# TASK TO COMPLETE
Rewrite the part of the items that opens with the line containing "Category: pink sweatshirt sleeve" and closes with the final line of the items as a numbered list, leaving out any blank lines.

* * * * * * *

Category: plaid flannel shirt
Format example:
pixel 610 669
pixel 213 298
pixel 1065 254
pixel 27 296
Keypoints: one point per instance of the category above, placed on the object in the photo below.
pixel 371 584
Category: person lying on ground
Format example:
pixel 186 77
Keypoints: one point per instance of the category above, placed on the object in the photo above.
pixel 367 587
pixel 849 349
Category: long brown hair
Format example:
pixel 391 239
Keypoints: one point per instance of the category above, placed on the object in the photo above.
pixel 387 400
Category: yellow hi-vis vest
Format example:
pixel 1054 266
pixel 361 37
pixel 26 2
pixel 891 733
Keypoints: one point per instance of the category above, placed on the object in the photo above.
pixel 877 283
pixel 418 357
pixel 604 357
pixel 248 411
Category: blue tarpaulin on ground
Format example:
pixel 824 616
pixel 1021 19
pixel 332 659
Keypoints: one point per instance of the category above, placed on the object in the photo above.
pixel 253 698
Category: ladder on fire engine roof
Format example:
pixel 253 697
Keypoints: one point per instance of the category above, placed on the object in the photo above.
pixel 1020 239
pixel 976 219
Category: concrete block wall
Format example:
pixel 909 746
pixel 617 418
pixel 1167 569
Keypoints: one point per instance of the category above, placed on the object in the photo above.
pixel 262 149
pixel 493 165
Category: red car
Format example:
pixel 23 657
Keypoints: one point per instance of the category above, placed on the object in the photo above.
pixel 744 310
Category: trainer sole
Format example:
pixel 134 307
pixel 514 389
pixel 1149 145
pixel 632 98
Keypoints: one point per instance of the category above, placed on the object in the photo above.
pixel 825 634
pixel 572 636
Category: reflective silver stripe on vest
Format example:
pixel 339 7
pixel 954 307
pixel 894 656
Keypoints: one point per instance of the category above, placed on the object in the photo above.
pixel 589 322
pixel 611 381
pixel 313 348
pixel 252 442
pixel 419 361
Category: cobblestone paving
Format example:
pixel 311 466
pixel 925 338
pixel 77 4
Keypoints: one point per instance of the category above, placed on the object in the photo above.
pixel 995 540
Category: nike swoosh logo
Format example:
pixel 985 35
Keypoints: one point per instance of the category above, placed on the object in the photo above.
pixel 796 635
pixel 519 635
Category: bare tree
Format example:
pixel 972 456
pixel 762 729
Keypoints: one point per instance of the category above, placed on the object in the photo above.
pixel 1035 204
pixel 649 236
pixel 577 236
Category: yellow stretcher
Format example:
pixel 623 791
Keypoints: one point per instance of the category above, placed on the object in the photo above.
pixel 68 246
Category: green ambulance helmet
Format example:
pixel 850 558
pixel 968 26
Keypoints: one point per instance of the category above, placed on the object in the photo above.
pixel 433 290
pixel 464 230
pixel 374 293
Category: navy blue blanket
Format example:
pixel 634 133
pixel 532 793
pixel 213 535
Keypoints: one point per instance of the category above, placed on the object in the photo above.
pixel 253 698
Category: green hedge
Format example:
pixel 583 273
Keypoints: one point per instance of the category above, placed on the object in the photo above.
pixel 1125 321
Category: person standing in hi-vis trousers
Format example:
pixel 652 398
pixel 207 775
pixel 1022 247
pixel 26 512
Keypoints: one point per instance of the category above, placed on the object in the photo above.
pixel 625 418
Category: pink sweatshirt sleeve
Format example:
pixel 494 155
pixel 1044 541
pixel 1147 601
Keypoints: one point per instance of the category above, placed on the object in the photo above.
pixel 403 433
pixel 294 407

* * * * * * *

# THE COMPLETED TASK
1. Category: pink sweatshirt sleeve
2. Format example:
3. pixel 494 155
4. pixel 1044 541
5. pixel 1147 601
6. Keypoints: one point per instance of the category above, placed on the object in the photo above.
7. pixel 403 433
8. pixel 294 407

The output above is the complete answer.